> DATA ROWS
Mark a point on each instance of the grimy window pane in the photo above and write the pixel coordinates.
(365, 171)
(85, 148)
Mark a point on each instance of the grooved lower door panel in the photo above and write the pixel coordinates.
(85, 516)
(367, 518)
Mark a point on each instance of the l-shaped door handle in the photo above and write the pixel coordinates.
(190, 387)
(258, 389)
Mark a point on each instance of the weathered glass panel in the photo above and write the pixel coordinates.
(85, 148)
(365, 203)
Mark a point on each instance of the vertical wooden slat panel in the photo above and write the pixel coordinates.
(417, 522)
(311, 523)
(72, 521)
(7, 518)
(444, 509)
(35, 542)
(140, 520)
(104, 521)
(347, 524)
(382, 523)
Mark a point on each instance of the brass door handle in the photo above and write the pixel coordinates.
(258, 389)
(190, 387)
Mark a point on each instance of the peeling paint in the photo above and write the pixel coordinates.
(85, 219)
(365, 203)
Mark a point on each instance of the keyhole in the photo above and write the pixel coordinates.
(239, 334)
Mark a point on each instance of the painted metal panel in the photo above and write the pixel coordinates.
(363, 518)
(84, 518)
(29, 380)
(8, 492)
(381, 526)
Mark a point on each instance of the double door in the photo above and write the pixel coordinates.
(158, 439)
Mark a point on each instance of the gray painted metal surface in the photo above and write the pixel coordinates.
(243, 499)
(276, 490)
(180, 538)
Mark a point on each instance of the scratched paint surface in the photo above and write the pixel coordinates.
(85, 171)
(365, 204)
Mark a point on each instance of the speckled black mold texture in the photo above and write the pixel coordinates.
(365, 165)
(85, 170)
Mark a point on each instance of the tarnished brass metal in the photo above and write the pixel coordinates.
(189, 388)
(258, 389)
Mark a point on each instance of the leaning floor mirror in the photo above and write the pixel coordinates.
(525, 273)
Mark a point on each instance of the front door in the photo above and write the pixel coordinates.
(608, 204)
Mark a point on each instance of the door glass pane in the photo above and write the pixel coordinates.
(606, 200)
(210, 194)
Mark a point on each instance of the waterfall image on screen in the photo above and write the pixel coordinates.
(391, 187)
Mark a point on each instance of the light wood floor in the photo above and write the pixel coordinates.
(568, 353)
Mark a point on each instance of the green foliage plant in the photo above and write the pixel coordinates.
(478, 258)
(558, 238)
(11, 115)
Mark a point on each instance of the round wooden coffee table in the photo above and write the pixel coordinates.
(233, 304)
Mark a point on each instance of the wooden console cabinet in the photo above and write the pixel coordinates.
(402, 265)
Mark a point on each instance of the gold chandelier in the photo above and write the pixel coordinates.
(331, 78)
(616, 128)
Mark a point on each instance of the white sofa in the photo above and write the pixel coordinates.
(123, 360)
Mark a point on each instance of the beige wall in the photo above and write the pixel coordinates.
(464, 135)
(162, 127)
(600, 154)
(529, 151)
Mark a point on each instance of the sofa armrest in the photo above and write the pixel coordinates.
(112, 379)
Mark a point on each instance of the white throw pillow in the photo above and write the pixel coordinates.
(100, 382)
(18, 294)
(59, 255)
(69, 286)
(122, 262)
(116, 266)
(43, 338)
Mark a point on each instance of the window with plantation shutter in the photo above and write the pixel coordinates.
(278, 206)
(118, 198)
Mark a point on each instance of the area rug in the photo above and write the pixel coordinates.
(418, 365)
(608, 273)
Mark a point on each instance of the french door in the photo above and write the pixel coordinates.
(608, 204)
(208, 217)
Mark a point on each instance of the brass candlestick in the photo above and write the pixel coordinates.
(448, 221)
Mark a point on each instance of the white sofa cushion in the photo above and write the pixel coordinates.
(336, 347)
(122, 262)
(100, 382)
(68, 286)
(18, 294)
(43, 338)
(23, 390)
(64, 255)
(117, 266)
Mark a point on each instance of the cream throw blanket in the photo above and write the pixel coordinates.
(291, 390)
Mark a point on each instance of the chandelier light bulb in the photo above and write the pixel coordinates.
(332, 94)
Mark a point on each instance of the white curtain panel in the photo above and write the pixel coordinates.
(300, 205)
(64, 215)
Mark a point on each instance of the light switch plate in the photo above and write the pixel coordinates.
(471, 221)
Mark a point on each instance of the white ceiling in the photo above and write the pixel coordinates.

> JOB
Type out the whole listing above again, exactly as it stands.

> ANSWER BELOW
Mark a point on each instance of the grimy window pane in the photo above and write the pixel coordinates.
(365, 171)
(85, 148)
Mark a point on each instance of the grooved lower door panel in the photo above and write the pixel coordinates.
(85, 516)
(367, 518)
Mark a point on each instance of the l-shaped door handle in the photo above and write the pixel coordinates.
(190, 387)
(258, 389)
Mark a point on each instance of the weathered glass panel in the photo above and write the pixel coordinates.
(85, 148)
(365, 203)
Mark a point on each instance of the vertical wooden slat panel in the photo above and write the pixel coordinates.
(417, 522)
(311, 523)
(72, 521)
(7, 518)
(444, 509)
(35, 542)
(140, 520)
(104, 521)
(347, 524)
(382, 523)
Mark a point on each instance of the brass door handle in the photo above and write the pixel coordinates.
(258, 389)
(190, 387)
Mark a point on each instance of the peeling paint in the photo above and write the pixel coordinates.
(85, 219)
(365, 203)
Mark a point on each instance of the keyhole in the photo above and write the pixel coordinates.
(239, 334)
Mark a point on each instance of the painted metal panel in the photo above and write the pixel coordinates.
(363, 518)
(84, 518)
(29, 380)
(8, 492)
(381, 526)
Mark a point on each instance of the double door in the photo above and write the pixel coordinates.
(158, 439)
Mark a point on each instance of the gray painted metal surface in the photo above and write the pixel coordinates.
(243, 499)
(276, 490)
(180, 538)
Mark a point on each instance of the scratched paint surface in the photo above and write the pixel coordinates.
(85, 171)
(365, 204)
Mark a point on each instance of the speckled black mold texture in the photo above and write the pixel coordinates.
(365, 165)
(85, 170)
Mark a point on each instance of the tarnished brass metal in the photo above and write the pixel coordinates.
(189, 388)
(258, 389)
Mark a point on each instance of the leaning floor mirror in the photo above and write the pixel coordinates.
(525, 273)
Mark a point on each instance of the front door in the photo above and write the pixel coordinates.
(608, 204)
Mark a point on each instance of the door glass pane in the photo above and write the pixel coordinates.
(606, 200)
(210, 194)
Mark a point on each instance of the waterfall image on screen in the photo above and write the pixel coordinates.
(391, 187)
Mark a point on each instance of the light wood floor in the photo above and write the pixel coordinates.
(568, 353)
Mark a point on each instance of the green foliage plant in the photo above and write the pixel coordinates.
(478, 258)
(558, 238)
(11, 115)
Mark a point on each instance of the round wooden coffee table in the photo above and write the pixel coordinates.
(233, 304)
Mark a point on each instance of the wooden console cabinet in the photo above and write the pixel coordinates.
(402, 265)
Mark a point on each instance of the gold chandelier in the photo above and write the pixel coordinates.
(331, 78)
(616, 128)
Mark a point on each instance of the white sofa in the photo above and write the pixel coordinates.
(123, 360)
Mark a point on each instance of the beige wall in the photo above and write the pixel coordinates.
(464, 135)
(162, 127)
(600, 154)
(529, 151)
Mark a point on each instance of the sofa armrest in the photo above and write the pixel coordinates.
(112, 379)
Mark a point on each instance of the white throw pillow in the photo above and write the pixel coordinates.
(100, 382)
(18, 294)
(59, 255)
(69, 286)
(122, 262)
(116, 266)
(43, 338)
Mark a point on each instance of the window with plantation shutter in the photo above and write the pixel coordinates.
(278, 206)
(118, 198)
Mark a point on each instance of the area rug in the photo above and write the pixel coordinates.
(418, 365)
(608, 273)
Mark a point on each instance of the french door in the photo above and write the pixel coordinates.
(608, 204)
(208, 217)
Mark a point on each instance of the brass candlestick in the photo above and write the pixel coordinates.
(448, 221)
Mark a point on each instance of the white sofa cushion in the photo above and write the pixel coordinates.
(336, 347)
(122, 262)
(100, 382)
(68, 286)
(18, 294)
(43, 338)
(23, 390)
(64, 255)
(117, 266)
Mark a point on each instance of the cream throw blanket in the photo above and write the pixel coordinates.
(291, 390)
Mark a point on each instance of the chandelier light bulb in the photo above and write the pixel coordinates.
(332, 94)
Mark a point on each instance of the white curtain panel in the photo above and write the pixel coordinates.
(300, 205)
(64, 215)
Mark a point on each instance of the light switch plate in the photo above and write the pixel coordinates.
(471, 221)
Mark a point on each instance of the white ceiling in the photo above and write the pixel coordinates.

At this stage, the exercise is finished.